--- Working data Enclosed Below ---

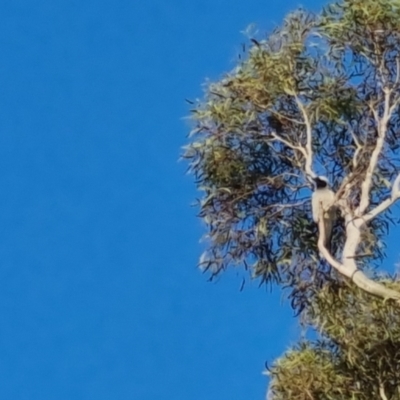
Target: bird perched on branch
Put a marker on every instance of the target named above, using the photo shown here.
(323, 197)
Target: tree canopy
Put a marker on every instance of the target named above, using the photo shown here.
(320, 94)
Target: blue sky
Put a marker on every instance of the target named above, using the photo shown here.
(100, 297)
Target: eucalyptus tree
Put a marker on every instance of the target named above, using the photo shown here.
(319, 95)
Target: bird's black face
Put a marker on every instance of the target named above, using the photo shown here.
(320, 183)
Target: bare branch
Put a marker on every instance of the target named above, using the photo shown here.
(382, 393)
(349, 267)
(382, 127)
(386, 203)
(308, 149)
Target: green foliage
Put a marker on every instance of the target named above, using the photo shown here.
(318, 85)
(357, 356)
(323, 73)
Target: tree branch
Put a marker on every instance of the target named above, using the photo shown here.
(386, 203)
(349, 267)
(382, 128)
(308, 149)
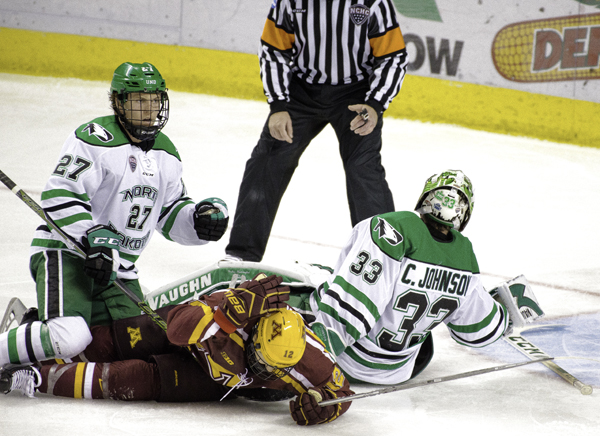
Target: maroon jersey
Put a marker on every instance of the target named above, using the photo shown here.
(223, 355)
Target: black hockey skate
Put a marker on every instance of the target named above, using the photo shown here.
(24, 378)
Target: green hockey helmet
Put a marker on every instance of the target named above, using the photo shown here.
(140, 100)
(448, 199)
(130, 77)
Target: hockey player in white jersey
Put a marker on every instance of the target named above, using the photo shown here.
(399, 276)
(117, 181)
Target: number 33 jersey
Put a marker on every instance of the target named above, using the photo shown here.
(101, 178)
(392, 284)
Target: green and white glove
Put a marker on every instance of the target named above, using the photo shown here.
(102, 248)
(210, 219)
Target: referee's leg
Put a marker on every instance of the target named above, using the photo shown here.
(367, 189)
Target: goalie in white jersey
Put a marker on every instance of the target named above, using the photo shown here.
(118, 179)
(399, 276)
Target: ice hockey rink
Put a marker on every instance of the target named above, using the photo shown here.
(536, 213)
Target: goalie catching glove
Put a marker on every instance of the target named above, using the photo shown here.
(102, 260)
(519, 300)
(305, 407)
(210, 219)
(251, 300)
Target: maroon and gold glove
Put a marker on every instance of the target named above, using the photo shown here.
(305, 409)
(253, 299)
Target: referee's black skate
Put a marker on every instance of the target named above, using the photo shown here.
(24, 378)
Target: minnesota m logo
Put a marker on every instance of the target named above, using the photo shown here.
(135, 335)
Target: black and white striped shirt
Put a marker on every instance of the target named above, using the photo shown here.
(333, 42)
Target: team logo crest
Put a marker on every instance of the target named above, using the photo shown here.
(98, 131)
(149, 166)
(135, 335)
(132, 163)
(386, 231)
(359, 14)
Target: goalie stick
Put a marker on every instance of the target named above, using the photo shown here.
(405, 386)
(532, 351)
(13, 315)
(73, 245)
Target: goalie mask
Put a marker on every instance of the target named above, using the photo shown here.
(139, 99)
(278, 343)
(447, 198)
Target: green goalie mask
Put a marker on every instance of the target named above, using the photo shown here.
(447, 198)
(139, 99)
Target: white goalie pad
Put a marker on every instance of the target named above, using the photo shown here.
(520, 301)
(229, 274)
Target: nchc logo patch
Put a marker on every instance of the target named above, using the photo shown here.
(132, 163)
(359, 14)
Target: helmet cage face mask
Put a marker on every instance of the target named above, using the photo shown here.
(257, 364)
(142, 114)
(448, 199)
(139, 99)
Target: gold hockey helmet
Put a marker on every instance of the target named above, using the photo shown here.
(278, 343)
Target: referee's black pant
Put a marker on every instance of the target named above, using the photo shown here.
(272, 164)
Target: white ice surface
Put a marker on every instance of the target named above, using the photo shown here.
(536, 214)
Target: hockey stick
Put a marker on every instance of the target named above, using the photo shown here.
(532, 351)
(404, 386)
(73, 245)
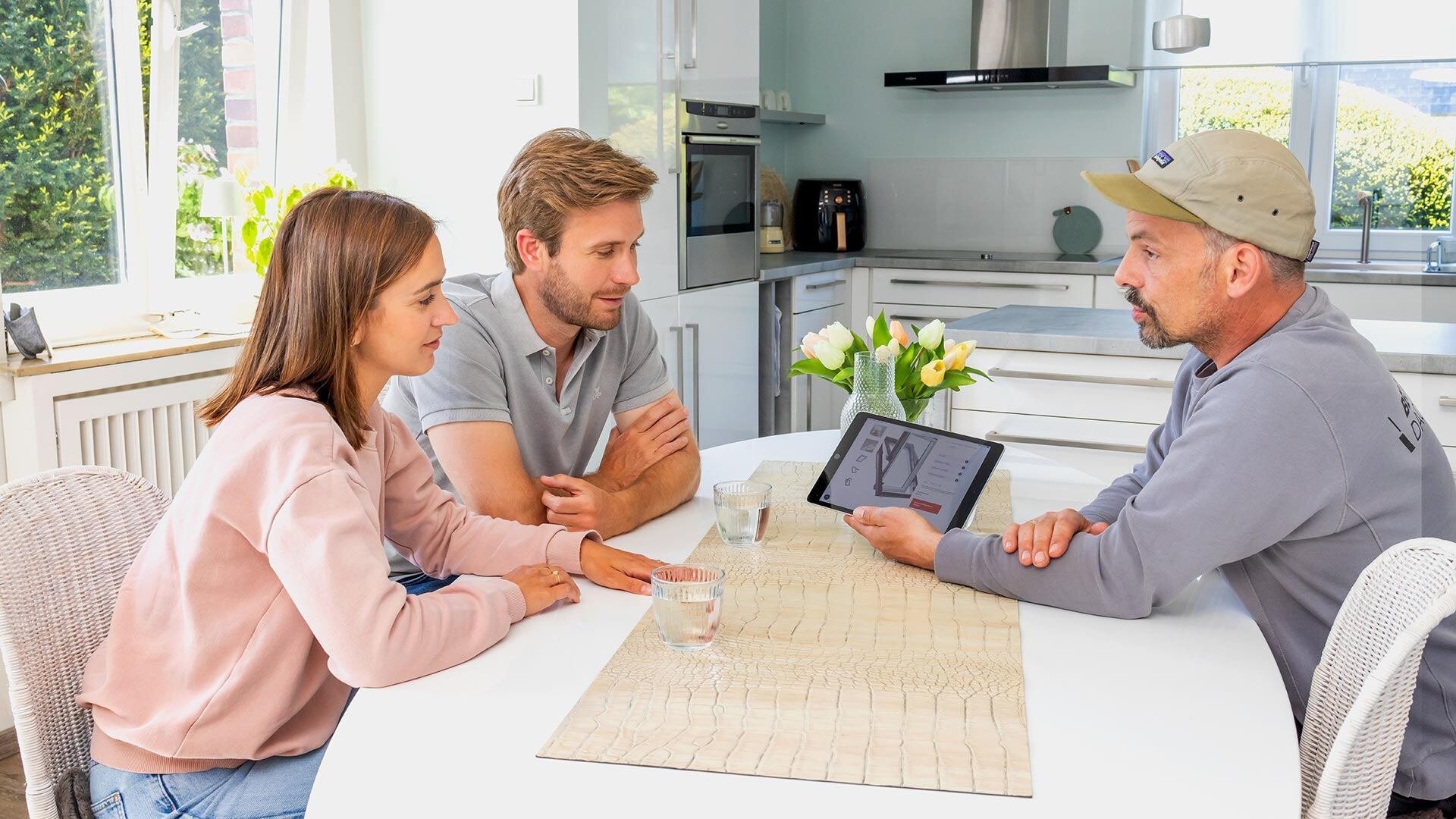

--- End of Enclosed Working data ---

In the records, which lines mention the word "black"? Copy those lines.

▶ [Solution to the exercise]:
Target: bird's black face
Target: black hockey skate
Target: referee's black skate
Target: black and white striped shirt
Target: referee's black pant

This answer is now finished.